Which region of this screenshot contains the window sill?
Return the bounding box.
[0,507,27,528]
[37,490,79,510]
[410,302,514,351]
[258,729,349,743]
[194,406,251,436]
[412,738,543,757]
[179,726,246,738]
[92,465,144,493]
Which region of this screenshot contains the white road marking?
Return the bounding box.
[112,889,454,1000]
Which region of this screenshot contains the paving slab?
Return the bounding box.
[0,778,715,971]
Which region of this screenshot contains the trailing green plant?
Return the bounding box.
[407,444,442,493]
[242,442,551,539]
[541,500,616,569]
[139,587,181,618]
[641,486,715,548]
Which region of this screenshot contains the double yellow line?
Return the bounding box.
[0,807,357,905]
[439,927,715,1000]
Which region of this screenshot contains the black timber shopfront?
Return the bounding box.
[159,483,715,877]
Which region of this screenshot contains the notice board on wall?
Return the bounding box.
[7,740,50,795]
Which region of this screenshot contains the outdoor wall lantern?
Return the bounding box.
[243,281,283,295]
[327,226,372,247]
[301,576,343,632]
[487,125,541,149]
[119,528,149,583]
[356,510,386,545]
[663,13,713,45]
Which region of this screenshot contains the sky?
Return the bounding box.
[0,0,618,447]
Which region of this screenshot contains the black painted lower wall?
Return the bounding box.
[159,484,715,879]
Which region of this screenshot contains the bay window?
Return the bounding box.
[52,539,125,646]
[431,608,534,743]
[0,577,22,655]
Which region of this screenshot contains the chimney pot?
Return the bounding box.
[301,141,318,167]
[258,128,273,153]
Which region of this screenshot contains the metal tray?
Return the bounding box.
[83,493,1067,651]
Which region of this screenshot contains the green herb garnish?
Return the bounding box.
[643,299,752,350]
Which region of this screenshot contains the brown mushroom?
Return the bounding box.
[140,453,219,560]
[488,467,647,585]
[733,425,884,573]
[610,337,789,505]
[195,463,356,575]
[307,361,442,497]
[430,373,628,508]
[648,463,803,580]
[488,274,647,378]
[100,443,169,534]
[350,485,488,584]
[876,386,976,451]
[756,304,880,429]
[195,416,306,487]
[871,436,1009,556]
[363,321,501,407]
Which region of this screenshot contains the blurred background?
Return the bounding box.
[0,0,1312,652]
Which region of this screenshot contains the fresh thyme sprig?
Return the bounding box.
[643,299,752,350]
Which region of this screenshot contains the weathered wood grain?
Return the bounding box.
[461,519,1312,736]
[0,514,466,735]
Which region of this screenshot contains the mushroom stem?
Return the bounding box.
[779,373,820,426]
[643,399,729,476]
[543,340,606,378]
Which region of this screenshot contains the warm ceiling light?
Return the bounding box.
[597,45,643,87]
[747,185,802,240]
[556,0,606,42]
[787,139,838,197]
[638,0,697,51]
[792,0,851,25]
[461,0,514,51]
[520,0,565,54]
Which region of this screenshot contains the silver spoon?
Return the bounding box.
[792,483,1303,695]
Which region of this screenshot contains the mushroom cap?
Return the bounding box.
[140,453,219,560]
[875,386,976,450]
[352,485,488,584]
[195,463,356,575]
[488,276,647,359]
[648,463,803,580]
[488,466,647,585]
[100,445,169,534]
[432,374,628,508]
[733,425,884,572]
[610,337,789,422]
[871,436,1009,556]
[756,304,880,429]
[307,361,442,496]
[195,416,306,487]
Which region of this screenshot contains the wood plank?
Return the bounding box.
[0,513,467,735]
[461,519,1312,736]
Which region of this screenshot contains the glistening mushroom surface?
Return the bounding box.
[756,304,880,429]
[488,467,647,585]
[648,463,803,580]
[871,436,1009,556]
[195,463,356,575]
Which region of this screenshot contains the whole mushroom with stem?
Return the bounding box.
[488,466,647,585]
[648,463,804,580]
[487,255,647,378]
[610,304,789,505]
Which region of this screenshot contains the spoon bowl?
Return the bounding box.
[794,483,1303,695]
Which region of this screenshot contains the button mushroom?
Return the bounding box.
--------------------------------------------------
Rewrite the rows above, requests included, from the line with "Which region of this screenshot contains the whole" to the last row. Multiply every bounding-box coordinate in the answers by 2.4 and round each to a whole number, rounding halves up.

Which region of this screenshot contains the whole mushroom with stem?
Return the bounding box.
[1171,1118,1553,1404]
[1555,1111,1930,1392]
[1169,612,1553,907]
[1464,730,1894,1212]
Which region of this screenshot contains the spoon bowl?
Return the bounding box.
[1906,1159,3127,1668]
Which region of this screenshot contains the button mushroom?
Return the bounding box.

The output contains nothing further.